**EXERCISE AIM:**
Pull every line with "light" from the data below and copy it.

**Dataset entries:**

☆ ☆ ☆ ☆ ☆

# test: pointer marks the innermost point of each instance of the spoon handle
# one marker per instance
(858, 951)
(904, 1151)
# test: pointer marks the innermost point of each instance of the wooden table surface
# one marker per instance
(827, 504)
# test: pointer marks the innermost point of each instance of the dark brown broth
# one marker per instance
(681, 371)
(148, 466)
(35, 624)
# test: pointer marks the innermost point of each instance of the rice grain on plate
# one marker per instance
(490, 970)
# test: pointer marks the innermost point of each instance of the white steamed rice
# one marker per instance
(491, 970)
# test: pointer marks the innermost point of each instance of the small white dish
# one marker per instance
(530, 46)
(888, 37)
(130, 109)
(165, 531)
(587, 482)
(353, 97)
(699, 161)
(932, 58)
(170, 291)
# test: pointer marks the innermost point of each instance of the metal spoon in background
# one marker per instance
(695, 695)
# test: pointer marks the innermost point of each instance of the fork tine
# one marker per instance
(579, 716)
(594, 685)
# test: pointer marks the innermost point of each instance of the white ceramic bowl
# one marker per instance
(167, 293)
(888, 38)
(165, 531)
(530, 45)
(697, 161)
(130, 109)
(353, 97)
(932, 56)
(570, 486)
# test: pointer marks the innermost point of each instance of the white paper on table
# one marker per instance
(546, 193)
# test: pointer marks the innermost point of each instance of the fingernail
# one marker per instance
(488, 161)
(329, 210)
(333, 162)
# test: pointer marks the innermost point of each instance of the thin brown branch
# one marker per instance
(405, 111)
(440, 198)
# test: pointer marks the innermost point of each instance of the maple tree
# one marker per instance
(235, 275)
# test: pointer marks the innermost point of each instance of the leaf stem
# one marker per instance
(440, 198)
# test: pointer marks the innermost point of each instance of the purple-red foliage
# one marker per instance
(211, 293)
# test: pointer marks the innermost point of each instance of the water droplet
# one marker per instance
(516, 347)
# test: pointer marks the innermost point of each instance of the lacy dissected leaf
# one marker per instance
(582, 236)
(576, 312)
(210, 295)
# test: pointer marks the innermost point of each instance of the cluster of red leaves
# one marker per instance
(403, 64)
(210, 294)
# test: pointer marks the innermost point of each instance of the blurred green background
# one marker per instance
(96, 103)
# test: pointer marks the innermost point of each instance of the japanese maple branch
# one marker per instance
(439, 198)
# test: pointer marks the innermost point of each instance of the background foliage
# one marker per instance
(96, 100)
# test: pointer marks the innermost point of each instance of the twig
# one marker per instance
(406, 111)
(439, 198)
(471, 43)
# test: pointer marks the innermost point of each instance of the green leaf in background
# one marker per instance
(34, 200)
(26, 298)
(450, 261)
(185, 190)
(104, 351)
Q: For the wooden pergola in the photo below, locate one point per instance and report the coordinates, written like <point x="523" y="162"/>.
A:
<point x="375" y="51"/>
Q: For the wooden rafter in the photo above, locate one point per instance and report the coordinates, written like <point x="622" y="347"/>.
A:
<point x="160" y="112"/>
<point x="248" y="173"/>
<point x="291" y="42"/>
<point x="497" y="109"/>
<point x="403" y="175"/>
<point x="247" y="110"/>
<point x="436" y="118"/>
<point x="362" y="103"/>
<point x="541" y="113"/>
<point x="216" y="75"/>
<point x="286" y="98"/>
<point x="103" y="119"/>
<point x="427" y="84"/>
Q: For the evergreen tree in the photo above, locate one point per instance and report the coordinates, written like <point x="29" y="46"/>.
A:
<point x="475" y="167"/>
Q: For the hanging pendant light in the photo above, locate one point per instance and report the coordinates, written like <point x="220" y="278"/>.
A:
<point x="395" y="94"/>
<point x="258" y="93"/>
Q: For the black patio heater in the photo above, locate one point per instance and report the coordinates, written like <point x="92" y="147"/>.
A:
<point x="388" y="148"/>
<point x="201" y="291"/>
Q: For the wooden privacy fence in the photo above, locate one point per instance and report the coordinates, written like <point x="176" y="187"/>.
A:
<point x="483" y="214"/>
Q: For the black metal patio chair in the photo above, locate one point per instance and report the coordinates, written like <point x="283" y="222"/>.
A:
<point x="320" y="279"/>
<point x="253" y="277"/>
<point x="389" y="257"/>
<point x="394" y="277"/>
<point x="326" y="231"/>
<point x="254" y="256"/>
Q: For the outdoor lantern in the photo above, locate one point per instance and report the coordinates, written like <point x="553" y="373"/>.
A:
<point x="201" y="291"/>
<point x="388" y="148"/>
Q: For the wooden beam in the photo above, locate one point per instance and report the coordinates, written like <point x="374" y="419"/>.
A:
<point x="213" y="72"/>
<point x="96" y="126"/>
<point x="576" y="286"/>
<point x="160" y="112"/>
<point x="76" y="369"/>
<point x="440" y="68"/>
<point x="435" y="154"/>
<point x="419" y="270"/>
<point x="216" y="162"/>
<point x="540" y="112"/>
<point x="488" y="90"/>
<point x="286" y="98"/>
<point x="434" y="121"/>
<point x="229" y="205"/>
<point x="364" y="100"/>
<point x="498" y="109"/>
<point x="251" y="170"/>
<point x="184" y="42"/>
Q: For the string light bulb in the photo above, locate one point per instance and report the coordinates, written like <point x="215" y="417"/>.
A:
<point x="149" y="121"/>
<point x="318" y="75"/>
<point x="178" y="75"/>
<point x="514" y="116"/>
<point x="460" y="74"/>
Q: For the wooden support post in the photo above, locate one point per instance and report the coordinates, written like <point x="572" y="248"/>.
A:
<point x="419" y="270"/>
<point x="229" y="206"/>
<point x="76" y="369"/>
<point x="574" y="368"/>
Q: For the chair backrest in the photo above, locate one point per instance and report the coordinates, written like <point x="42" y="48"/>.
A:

☆ ☆ ☆ ☆ ☆

**ANSWER SECTION:**
Q: For the hanging pendant light in the photo above, locate one point per instance and report the coordinates, written like <point x="220" y="278"/>.
Q: For the string light bulb in the photo above, locate one point per instance and report the coordinates, written like <point x="215" y="417"/>.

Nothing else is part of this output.